• Your instructions: Could you output everything in the records from the line containing "Given this sports" down to the line containing "[155,89,184,121]", both included, as a JSON list of strings with one string per line? Leave out blank lines and the pictures.

• Entries shown:
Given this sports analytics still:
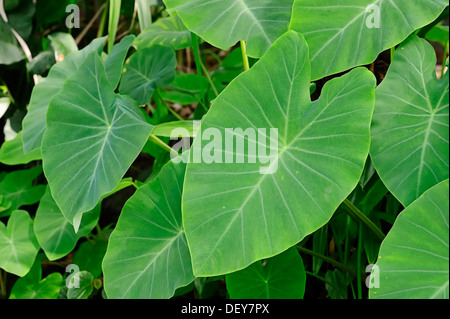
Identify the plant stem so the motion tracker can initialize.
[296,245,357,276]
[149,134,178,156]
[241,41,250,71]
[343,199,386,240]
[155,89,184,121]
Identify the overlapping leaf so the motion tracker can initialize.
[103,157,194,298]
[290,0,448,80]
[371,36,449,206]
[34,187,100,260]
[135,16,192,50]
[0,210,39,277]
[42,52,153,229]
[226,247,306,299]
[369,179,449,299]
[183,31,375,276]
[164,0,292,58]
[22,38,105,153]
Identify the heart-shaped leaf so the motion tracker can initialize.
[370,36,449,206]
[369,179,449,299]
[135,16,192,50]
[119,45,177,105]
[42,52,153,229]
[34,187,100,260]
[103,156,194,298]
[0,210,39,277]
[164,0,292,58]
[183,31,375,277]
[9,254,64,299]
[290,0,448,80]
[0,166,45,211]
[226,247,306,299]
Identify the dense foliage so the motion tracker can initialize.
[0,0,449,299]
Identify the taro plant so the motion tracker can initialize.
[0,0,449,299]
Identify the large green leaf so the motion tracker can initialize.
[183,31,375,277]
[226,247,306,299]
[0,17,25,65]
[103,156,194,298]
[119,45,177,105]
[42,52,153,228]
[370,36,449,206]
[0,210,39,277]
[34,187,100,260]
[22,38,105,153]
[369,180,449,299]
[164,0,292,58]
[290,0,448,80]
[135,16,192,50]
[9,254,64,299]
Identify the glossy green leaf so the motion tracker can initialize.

* * *

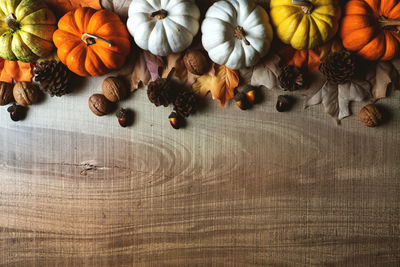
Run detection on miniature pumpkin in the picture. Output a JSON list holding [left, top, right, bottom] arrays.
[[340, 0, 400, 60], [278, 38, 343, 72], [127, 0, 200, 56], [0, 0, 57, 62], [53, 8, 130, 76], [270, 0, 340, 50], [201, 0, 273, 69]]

==

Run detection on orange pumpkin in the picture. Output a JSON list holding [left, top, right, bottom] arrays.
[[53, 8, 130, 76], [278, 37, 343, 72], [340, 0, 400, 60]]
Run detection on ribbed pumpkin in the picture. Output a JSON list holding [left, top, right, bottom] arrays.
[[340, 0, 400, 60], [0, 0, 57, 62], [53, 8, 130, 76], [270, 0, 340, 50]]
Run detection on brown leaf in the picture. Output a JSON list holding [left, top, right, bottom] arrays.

• Written answer:
[
  "Given this sports analytics still:",
  "Identify the plant stem so the motion tracker can initialize.",
  "[296,245,357,276]",
  "[149,134,178,156]",
  "[241,41,250,71]",
  "[343,199,386,240]",
  "[155,89,184,121]"
]